_Latihan Singkat 1_:
Jawablah pertanyaan berikut berdasarkan kutipan tentang subsidi BBM.
(a) Berapa nilai subsidi dan kompensasi harga BBM, LPG dan listrik yang disebut pemerintah membebani APBN?
(b) Menurut Menkeu Sri Mulyani, berapa persen dari anggaran Rp 93,5 triliun dinikmati oleh rumah tangga yang relatif mampu atau sangat kaya?
(c) Dengan stasiun televisi apa Faisal Basri diwawancarai pada Ahad (28/8/2022)?
_Latihan Singkat 2_: Tulislah lanjutan kutipan tentang subsidi BBM setelah kalimat terakhirnya.

_Kutipan_:

§ §

ISLAMTODAY ID— Pemerintah dalam beberapa pekan terakhir mewacanakan untuk menaikkan harga BBM bersubsidi. Pemerintah beralasan upaya menyubsidi dan mengkompensasi harga BBM, LPG dan listrik senilai Rp 502,4 triliun telah membebani Anggaran Pendapatan dan Belanja Negara (APBN).
Hal lain yang juga terus digebar-gemborkan oleh pemerintah ialah berkaitan subsidi BBM yang ada tidak tepat sasaran. Sebagian besar BBM subsidi dinikmati oleh kalangan mampu.
Menteri Keuangan (Menkeu) Sri Mulyani menjelaskan jumlah anggaran subsidi BBM yang tidak tepat sasaran tersebut. Terutama anggaran BBM jenis Pertalite, yang 80%nya dinikmati golongan mampu dan sangat kaya.
“Dari Rp 93,5 triliun ini 80 persennya dinikmati oleh rumah tangga yang relatif mampu atau bahkan sangat kaya, 80 persennya. jadi hampir 60 triliun sendiri dari (Rp 93,5 T). Sedangkan masyarakat miskin yang menggunakan untuk motor dan lain-lain yang mengkonsumsi Pertalite dia hanya mengkonsumsi 20 persennya,” kata Menkeu Sri Mulyani pada konferensi pers pada Jum’at (26/8/2022).
Bukan Hanya Subsidi BBM
Ekonom Senior Universitas Indonesia (UI), Faisal Basri memberikan kritiknya terkait konferensi pers Kemenkeu. Menurutnya ada yang keliru dalam komunikasi politik yang dilakukan oleh pemerintah, seolah-olah BBM bersubsidi adalah biang kerok utama jebolnya APBN.
“Mungkin perlu komunikasi politik yang efektif ya. Saya menemukan pers rilis Kementerian Keuangan itu judul slidenya, ‘Outllook Belanja Subsidi dan Kompensasi BBM Rp 502,4 triliun, Berpotensi Naik Menjadi Rp 698 triliun’ ini kan kurang elok,” ungkap Faisal dalam wawancaranya dengan kompas tv pada Ahad (28/8/2022).

§ §

_Isi Data_:
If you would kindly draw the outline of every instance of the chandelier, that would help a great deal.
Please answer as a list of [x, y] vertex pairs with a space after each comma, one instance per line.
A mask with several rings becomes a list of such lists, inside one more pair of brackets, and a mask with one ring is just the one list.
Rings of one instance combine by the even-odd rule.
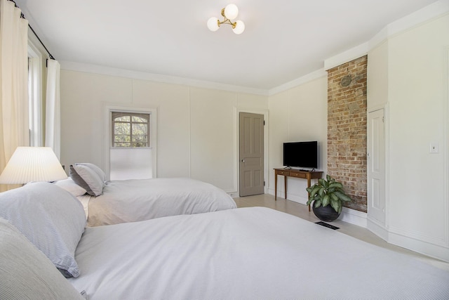
[[210, 31], [217, 31], [222, 24], [228, 24], [232, 26], [232, 31], [236, 34], [240, 34], [245, 30], [245, 23], [240, 20], [235, 22], [232, 20], [237, 18], [239, 14], [239, 8], [235, 4], [228, 4], [224, 8], [222, 9], [222, 15], [224, 18], [220, 22], [217, 18], [212, 17], [208, 20], [208, 28]]

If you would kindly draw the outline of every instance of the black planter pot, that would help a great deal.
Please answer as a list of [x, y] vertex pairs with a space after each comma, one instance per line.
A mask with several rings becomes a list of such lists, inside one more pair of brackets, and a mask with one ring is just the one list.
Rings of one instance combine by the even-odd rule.
[[312, 203], [312, 209], [314, 210], [315, 216], [320, 220], [324, 221], [325, 222], [332, 222], [333, 221], [337, 220], [340, 216], [340, 214], [335, 211], [330, 205], [315, 207], [315, 205], [314, 205], [314, 203], [315, 202]]

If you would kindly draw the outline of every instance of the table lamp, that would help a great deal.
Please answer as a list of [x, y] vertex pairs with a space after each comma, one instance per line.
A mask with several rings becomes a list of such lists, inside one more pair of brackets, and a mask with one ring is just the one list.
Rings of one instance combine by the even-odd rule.
[[50, 147], [18, 147], [0, 175], [0, 183], [55, 181], [67, 175]]

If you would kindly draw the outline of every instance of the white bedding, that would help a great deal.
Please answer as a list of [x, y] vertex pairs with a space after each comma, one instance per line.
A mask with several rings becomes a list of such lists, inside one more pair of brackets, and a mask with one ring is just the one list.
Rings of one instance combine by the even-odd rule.
[[236, 207], [234, 200], [224, 190], [194, 179], [111, 181], [106, 183], [102, 195], [89, 198], [88, 226], [134, 222]]
[[241, 208], [86, 228], [95, 299], [448, 299], [449, 272], [293, 216]]

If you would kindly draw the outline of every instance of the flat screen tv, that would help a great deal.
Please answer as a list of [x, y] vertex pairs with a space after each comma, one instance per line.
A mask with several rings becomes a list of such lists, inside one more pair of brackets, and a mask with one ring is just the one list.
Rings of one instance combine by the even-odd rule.
[[283, 143], [283, 165], [298, 168], [318, 168], [318, 142]]

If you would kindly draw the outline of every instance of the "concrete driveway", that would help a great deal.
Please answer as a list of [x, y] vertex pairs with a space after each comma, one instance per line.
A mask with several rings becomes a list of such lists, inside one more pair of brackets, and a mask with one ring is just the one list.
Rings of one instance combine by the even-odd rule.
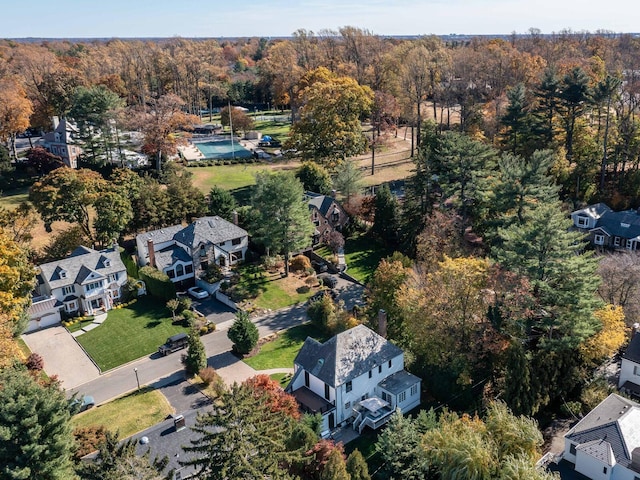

§ §

_Jawaban Tertulis 1_:
(a) Rp 502,4 triliun.
(b) 80 persen.
(c) Kompas TV.

_Jawaban Tertulis 2_:
“Karena seolah-olah subsidi BBM akan mencapai Rp 700 triliun. Padahal yang disampaikan itu adalah BBM, LPG maupun listrik,” tegas Faisal.
Faisal menambahkan berdasarkan hasil hitung-hitungan yang dia lakukan jumlah subsidi BBM tidak sebanyak itu. Subsidi BBM nilanya hanya Rp 14,6 triliun saja.
“Hitung-hitungan saya kalau yang namanya subsidi BBM itu kalau di APBN itu cuman Rp 14,6 triliun. Tapi ada yang namanya dana kompensasi Rp 200-an triliun, jumlahnya nggak sampai Rp 700 triliun,” tutur Faisal.
Ia juga mengungkapkan tentang persentase jenis kendaraan pengguna Pertalite. Sebanyak 70% ialah kendaraan roda empat, sementara sisanya 30%nya merupakan kendaraan roda dua.
“Nah yang roda empat itu 98, 7% itu mobil pribadi. Masa orang miskin yang punya mobil? Taksi online cuman 0,6%, plat kuning 0,3%, angkot 0,4%,” ujar Faisal.
Potensi Inflasi
Sementara itu Asosiasi Pengusaha Indonesia (APINDO), mengungkapkan tentang potensi inflasi yang terjadi akibat kenaikan BBM. Pemerintah perlu mempertimbangkan dampak kenaikan BBM bagi angkutan barang dan orang.
“Perlu dipertimbangkan agar kendaraan ini tetap mendapat subsidi, sehingga inflasi lebih terkontrol,” kata Ketua Komite Analisis Kebijakan Ekonomi APINDO, Ajib Hamdani, dikutip dari kontan.co.id Ahad (28/8/2022).
Ia meminta agar pemerintah menunda kenaikan BBM tersebut sampai inflasi di Indonesia turun hingga 3%. Mengingat inflasi tahun ini telah sampai pada angka 4,94%.
Ajib juga menjelaskan dampak dari kenaikan BBM terhadap inflasi tahunan di Indonesia. Misalnya jika kenaikan harga BBM itu naik hingga Rp 3000,00 maka inflasi bisa naik hingga 0,5%.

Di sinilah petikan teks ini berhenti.